◆ Extract
• • •

1. In this appeal a preliminary objection was taken on behalf of the respondents that no appeal lies as the order of the Subordinate Judge was an interlocutory one. This question is settled by the decision of the Privy Council in Bhup Indar Bahadur Singh v. Bijai Bahadur Singh [1901] 23 All. 152, where their Lordships held that an order limiting the right of the decree-holder to recover mesne profits for a certain period is of the nature of a final decree as defined in Section 2, Civil P.C., and is appealable, as such. A second, preliminary objection has been taken that after the order of the Subordinate Judge and subsequent to the appeal of the decree-holder preferred to this Court the Subordinate Judge required the decree-holder to put in the commissioner’s fees for making enquiry according to the terms of his order. The decree-holder tailed to put in the money and, therefore, the execution case was dismissed. As, the execution case has been dismissed this appeal is incompetent. This objection does not commend itself to rue. The decree-holder did not accept the decision of the Subordinate Judge on the points mentioned in his judgment and he did not want to proceed with the execution on the terms directed by the Subordinate Judge. If his appeal succeeds the mere fact that the Subordinate Judge dismissed the application for execution subsequently would not debar him from maintaining his appeal. If his appeal succeeds the whole of the judgment of the Subordinate Judge goes and the execution will be proceeded with in accordance with the judgment of this Court. This preliminary objection also fails.

2. The Subordinate Judge decided several questions in his judgment. It seems from the issues he framed and decided that he went behind the High Court decree. The decree of the High Court, with reference to which the appellant sought for ascertainment of mesne profits runs thus:

It is ordered and decreed that the plaintiff-appellant do get khas possession against the tenant defendants, and joint possession with the dar-patnidar defendants 38 and 39 viz., Makhan Chandra Mandal and Ishan Chandra Mandal to the extent of 12 annas and 16 gandas share of the land in dispute as in the plaint mentioned; and it is further ordered and decreed that the plaintiff-appellant do realize mesne profits for three years prior to the institution of the suit, the amount to be determined in execution proceedings.

3. The Subordinate Judge upon other materials placed before him found that the plaintiff had entered into a compromise with certain persons regarding certain lands and ho came to the conclusion that as the compromise was not brought to the notice of the High Court, the High Court had made the decree as I [have stated above. The Subordinate Judge may be right in his conclusion. It may be that if the compromise had been brought to the notice of the High Court the decree might have been made otherwise. But the Subordinate Judge has acted absolutely without jurisdiction in modifying the decree of the High Court in the way he thought that the High ‘Court should have made its decree. If the defendant judgment-debtors have suffered in any way by reason of anything which the plaintiff had done and which was not brought to the notice of the High Court when the case was heard, the proper way was to have the decree amended either by way of review or by some other legal proceeding. The defendants not having done that cannot ask the Subordinate Judge to amend the decree of the High Court in the manner which the Subordinate Judge thought just and to execute the decree in that way. There is no ambiguity in the decree and the clear duty of the executing Court was to execute the decree as it stands.

• • •

◆ Recorded information
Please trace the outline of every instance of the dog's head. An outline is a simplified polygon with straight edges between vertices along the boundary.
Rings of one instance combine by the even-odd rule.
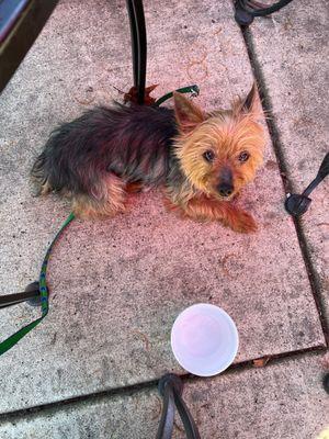
[[[208,114],[174,93],[174,112],[180,133],[175,155],[183,173],[195,189],[229,201],[262,164],[264,133],[256,86],[231,110]]]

• • •

◆ Problems to solve
1. Print the stretch of the court judgment from "2. The Subordinate" through "in execution proceedings.".
2. Under the High Court decree quoted in the court judgment, for how many years before the suit was instituted could the plaintiff-appellant realize mesne profits?

◆ Solutions per task
1.
2. The Subordinate Judge decided several questions in his judgment. It seems from the issues he framed and decided that he went behind the High Court decree. The decree of the High Court, with reference to which the appellant sought for ascertainment of mesne profits runs thus:

It is ordered and decreed that the plaintiff-appellant do get khas possession against the tenant defendants, and joint possession with the dar-patnidar defendants 38 and 39 viz., Makhan Chandra Mandal and Ishan Chandra Mandal to the extent of 12 annas and 16 gandas share of the land in dispute as in the plaint mentioned; and it is further ordered and decreed that the plaintiff-appellant do realize mesne profits for three years prior to the institution of the suit, the amount to be determined in execution proceedings.

2. Three years.